These images need to be more prevalent because it questions the reality of our beauty standards. With the help of image retouching, we “accidently” create a fantasy world. Women, and men alike, are now born ugly in comparison to these pictures we take as a matter of fact.

Response Post March 1

Both Fausto-Sterling and Susan Douglas confirm what I think is one of the most dangerous tendencies of Western society. The advent of the scientific method formulated western thought to divide everything into factual or nonsensical, empirical or irrational. This spilled into our opinions of things more generally; we are quick to label people and beautiful or ugly, or we categorize them by race, sex, orientation, etc. It’s as though we are constantly collecting data and making conclusions about groups every second of every day. It is the way our brains have been wired and, even though it has done great things for our society, it is dangerous to always think with such certainty. The most dangerous thing about the studies that Fausto-Sterling investigates, for example, is not that these sexist ideas were published, it is that these ideas were published as fact as shown by science. It is very difficult for western society, which is only beginning to realize its ethnocentrism, to understand that even we have a bias. Even science has bias. Even the most advanced data collecting techniques and experimental processes are not perfect and should be questioned.

==*==

* _ACTION ITEM_: Copy the stretch of the post on beauty standards and scientific bias from "These images need" through "matter of fact.". The records stand apart from the post as separate material.

Items from a dataset
==*==

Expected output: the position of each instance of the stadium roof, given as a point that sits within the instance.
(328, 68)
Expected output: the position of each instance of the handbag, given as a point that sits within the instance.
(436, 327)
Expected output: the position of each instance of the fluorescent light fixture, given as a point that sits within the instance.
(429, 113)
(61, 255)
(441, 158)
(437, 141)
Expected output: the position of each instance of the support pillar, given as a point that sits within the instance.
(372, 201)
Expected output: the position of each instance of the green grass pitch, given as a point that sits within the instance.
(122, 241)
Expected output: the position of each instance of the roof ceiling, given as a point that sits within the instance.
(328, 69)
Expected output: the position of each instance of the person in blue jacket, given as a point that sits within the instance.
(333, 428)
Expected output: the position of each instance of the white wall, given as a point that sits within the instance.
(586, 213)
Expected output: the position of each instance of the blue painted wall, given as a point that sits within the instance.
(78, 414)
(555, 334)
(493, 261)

==*==

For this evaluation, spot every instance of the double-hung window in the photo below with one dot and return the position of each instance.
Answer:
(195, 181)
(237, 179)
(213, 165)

==*==

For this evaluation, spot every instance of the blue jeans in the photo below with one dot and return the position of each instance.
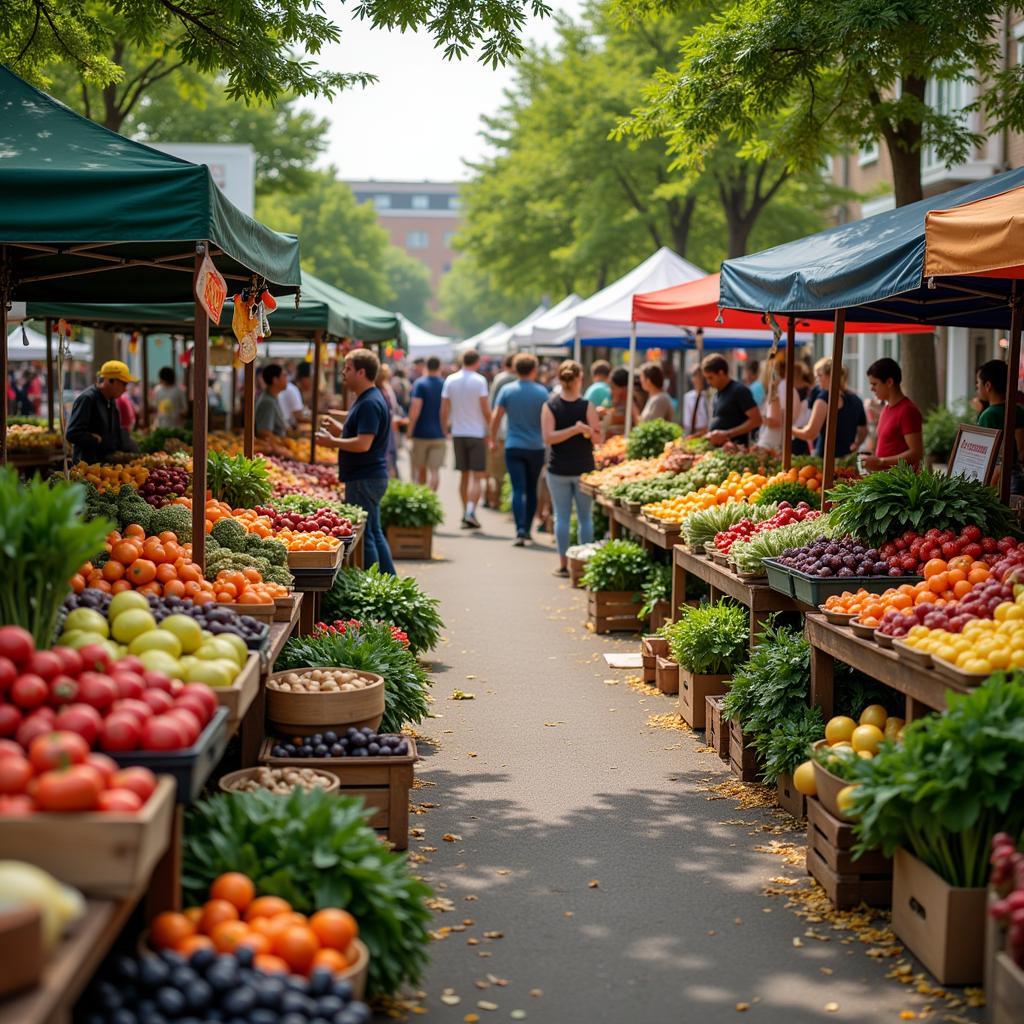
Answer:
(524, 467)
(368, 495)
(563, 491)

==*==

* _ANSWER TO THE PROBLEM_:
These images need to be more prevalent because it questions the reality of our beauty standards. With the help of image retouching, we “accidently” create a fantasy world. Women, and men alike, are now born ugly in comparison to these pictures we take as a matter of fact.